§ **STATED PROBLEM**: Identify every line in the entries below that contains the word "background", and copy each one in full. Case counts.
──────── SUPPLIED INFORMATION ────────
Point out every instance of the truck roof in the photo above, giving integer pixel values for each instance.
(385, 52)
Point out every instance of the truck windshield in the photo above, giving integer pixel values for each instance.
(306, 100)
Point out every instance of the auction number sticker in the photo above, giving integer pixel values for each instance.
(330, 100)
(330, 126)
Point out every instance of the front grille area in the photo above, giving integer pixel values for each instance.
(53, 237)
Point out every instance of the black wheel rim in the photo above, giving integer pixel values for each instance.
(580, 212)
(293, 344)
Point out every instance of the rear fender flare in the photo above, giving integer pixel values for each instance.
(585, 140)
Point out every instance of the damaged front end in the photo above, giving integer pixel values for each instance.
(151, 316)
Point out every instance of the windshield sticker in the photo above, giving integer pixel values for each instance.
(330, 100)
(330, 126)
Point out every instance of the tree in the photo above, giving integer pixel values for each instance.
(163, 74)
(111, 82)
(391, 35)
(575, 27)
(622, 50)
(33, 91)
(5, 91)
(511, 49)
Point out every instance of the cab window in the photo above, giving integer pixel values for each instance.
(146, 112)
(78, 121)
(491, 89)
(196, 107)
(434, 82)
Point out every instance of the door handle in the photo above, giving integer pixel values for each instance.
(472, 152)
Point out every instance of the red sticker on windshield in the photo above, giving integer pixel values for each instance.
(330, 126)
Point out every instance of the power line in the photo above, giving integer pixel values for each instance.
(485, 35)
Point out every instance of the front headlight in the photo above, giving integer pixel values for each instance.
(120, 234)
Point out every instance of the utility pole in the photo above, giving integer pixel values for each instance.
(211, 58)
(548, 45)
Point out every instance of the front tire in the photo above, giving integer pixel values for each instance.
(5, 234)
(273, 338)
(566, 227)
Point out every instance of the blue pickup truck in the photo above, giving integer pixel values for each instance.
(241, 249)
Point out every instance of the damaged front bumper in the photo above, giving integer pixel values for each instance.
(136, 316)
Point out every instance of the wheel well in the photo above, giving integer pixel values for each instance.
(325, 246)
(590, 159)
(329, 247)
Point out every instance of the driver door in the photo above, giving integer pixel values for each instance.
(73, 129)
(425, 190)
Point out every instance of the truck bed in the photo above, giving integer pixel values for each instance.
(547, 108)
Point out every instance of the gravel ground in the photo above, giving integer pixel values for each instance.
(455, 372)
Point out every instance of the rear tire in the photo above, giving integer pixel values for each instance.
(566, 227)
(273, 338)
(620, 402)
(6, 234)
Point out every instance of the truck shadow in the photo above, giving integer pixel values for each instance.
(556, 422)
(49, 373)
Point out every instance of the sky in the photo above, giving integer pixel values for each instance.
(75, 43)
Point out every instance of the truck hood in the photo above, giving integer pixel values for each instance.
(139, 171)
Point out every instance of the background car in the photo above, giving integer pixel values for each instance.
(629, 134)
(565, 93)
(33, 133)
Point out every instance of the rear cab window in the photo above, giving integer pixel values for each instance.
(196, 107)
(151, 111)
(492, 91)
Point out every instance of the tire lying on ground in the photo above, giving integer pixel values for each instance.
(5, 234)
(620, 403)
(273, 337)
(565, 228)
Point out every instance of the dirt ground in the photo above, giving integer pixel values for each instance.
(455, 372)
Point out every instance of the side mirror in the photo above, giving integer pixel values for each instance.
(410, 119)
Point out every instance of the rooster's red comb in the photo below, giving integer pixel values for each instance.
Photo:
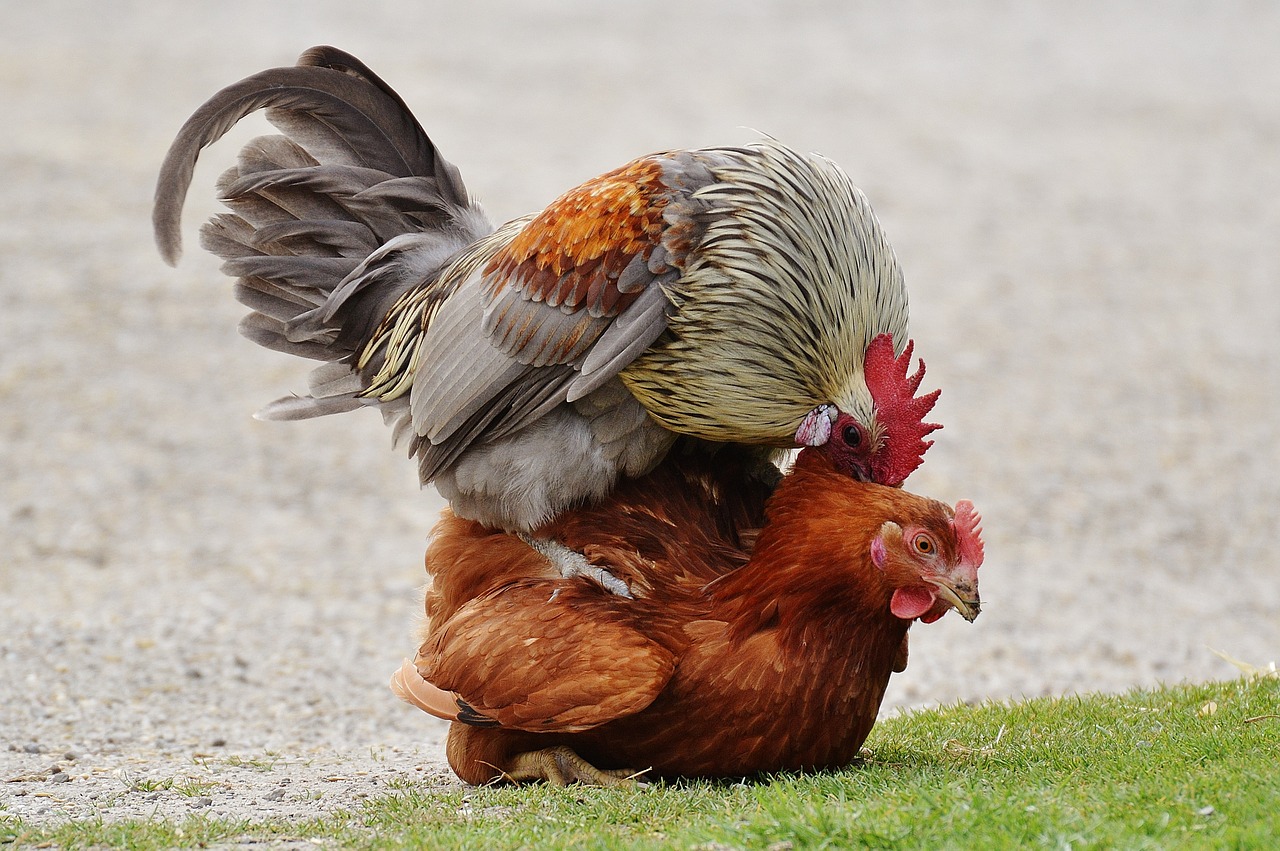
(899, 411)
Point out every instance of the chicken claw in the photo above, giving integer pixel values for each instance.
(562, 765)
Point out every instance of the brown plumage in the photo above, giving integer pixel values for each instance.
(722, 663)
(727, 294)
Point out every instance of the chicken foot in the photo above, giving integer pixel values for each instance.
(561, 767)
(571, 563)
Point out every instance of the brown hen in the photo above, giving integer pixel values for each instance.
(721, 662)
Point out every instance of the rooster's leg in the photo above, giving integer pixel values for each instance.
(571, 563)
(561, 767)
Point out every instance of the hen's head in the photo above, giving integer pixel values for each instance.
(888, 444)
(932, 564)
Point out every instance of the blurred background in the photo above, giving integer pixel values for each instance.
(1086, 198)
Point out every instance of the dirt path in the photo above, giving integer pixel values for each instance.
(199, 611)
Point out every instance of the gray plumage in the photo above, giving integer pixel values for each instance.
(721, 294)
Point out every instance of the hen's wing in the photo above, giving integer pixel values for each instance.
(542, 657)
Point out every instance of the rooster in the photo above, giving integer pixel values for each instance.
(721, 663)
(730, 296)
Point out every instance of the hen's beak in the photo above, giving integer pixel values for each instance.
(960, 594)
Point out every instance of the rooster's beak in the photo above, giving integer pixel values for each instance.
(960, 594)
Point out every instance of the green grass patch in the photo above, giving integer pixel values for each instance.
(1179, 767)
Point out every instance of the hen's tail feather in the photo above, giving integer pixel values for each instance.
(330, 223)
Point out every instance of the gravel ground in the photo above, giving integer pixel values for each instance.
(199, 612)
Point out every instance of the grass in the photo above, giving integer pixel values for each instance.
(1178, 767)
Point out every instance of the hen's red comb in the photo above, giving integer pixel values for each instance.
(899, 411)
(968, 525)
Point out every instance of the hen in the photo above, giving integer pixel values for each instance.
(732, 294)
(721, 663)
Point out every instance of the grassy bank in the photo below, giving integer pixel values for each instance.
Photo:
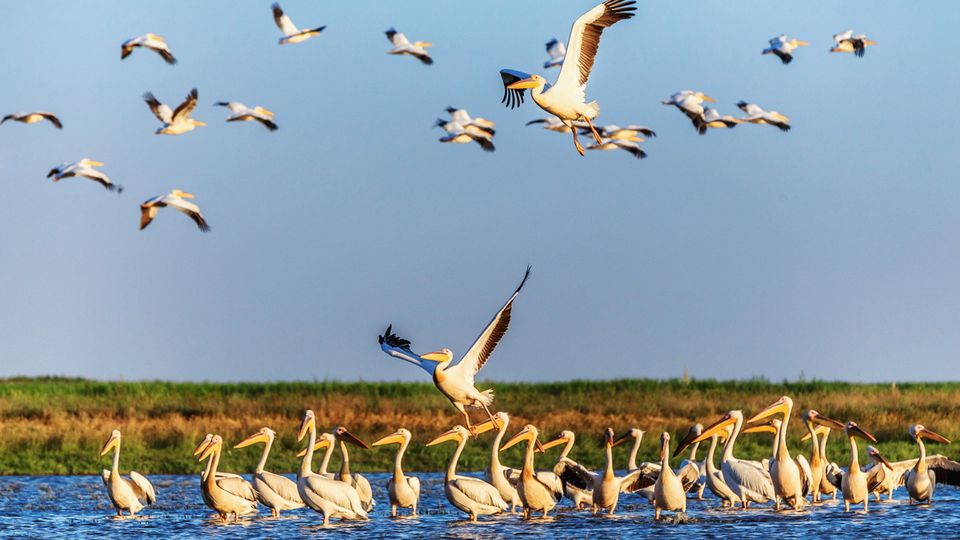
────────
§ **EXPECTED ANSWER**:
Point out every instance of the background car in the photo above, giving integer pixel values for each instance.
Point out every instance of the blurred background in the photo above, giving integer pixel values for each instance.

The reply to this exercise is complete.